[Records from a collection]
'''
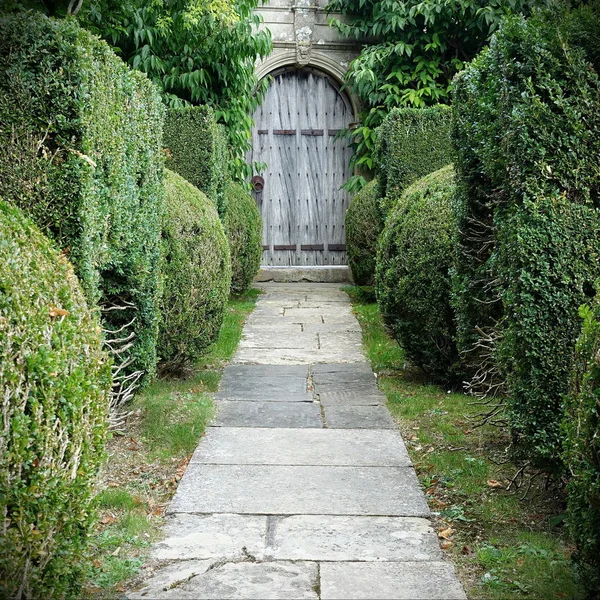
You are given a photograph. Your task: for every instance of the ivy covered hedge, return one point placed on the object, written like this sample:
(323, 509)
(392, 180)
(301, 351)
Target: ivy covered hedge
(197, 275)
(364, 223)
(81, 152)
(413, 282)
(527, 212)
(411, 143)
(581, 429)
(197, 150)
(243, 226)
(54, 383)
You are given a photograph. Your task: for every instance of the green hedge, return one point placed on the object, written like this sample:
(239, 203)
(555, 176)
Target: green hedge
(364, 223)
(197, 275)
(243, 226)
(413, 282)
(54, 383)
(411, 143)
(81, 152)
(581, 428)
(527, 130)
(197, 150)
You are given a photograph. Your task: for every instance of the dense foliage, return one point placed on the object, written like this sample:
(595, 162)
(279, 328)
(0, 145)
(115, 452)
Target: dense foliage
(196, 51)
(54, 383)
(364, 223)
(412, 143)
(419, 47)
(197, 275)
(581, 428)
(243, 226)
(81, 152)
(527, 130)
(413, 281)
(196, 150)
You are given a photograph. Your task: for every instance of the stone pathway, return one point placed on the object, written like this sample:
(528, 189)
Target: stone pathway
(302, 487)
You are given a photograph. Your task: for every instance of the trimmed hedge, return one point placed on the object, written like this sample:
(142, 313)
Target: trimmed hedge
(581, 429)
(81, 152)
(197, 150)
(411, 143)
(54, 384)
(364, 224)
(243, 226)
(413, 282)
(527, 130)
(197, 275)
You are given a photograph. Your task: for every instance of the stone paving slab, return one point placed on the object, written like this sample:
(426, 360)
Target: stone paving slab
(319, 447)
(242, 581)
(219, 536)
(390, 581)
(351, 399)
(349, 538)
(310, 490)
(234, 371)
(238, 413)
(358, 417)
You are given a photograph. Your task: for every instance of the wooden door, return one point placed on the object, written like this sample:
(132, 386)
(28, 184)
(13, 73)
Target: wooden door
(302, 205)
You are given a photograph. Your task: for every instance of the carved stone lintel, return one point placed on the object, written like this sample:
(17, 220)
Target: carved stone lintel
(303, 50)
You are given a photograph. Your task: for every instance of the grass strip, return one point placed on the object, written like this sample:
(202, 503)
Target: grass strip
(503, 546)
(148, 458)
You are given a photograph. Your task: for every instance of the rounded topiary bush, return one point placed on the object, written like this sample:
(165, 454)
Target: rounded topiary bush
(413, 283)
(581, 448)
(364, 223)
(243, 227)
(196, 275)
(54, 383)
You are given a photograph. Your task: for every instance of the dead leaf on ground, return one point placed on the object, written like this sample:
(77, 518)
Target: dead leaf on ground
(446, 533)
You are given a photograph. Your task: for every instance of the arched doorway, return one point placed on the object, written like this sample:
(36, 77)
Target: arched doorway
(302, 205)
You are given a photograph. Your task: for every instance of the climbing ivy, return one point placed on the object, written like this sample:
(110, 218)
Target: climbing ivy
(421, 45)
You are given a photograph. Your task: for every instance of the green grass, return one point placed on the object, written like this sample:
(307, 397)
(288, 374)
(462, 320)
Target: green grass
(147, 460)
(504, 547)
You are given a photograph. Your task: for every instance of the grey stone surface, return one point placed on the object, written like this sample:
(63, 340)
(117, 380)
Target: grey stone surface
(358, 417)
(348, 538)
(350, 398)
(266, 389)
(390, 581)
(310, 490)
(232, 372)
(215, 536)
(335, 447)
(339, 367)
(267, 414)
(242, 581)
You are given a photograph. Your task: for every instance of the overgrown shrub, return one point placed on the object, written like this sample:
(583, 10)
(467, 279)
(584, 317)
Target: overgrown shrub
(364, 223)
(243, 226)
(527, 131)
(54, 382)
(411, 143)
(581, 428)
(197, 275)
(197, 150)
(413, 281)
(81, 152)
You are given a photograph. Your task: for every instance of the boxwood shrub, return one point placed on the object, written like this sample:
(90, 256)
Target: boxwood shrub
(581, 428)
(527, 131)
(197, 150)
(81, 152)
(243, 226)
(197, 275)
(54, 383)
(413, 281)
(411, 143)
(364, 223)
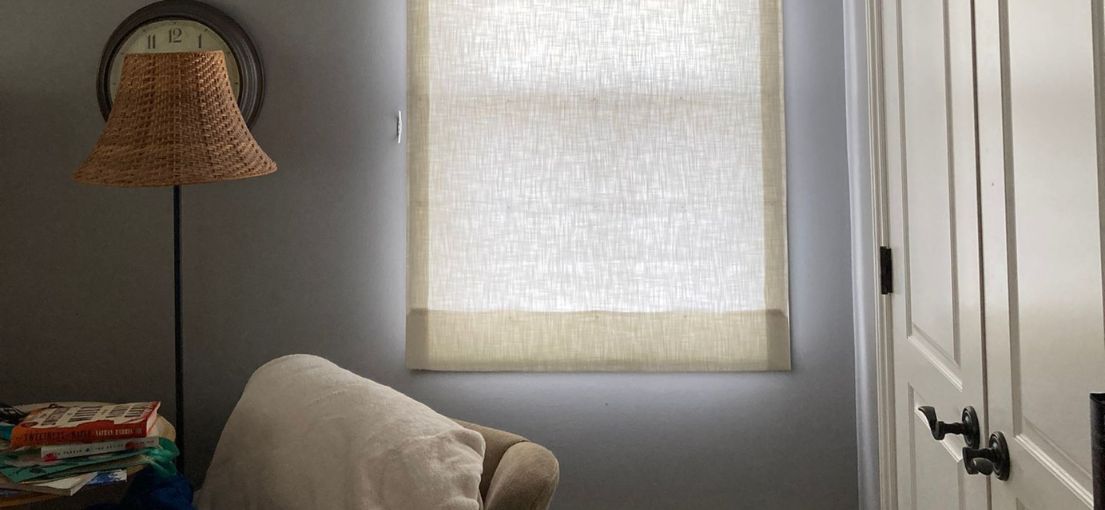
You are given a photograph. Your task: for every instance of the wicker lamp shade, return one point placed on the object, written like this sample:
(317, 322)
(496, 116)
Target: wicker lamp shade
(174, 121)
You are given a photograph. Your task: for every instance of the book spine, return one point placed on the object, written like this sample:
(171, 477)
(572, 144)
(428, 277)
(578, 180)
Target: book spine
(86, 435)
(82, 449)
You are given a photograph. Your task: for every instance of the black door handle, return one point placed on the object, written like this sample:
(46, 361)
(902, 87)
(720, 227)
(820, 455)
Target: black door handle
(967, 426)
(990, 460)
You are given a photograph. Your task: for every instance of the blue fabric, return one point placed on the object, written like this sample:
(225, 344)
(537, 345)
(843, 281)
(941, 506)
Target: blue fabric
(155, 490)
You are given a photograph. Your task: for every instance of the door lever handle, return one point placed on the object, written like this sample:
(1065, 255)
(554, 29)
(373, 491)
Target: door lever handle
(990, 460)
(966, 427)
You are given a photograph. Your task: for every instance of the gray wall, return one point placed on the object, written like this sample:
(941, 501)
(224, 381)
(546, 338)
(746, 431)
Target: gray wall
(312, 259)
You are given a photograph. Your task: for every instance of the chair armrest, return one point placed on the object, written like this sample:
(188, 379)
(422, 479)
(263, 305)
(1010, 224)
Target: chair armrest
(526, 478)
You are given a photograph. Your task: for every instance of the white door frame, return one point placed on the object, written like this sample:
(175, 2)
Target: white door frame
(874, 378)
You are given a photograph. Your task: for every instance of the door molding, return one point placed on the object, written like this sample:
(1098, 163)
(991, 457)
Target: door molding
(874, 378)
'''
Recast the lines as a numbered list, beginning at the line that contains "door molding, return" and stopping at the end of the data. Leave out any blank lines.

*WRITTEN SOLUTION:*
1. You are given a photograph. Your task: for every instance of the door molding, return one point placed on the object, written like this sample:
2. (1098, 163)
3. (991, 457)
4. Target: door molding
5. (874, 378)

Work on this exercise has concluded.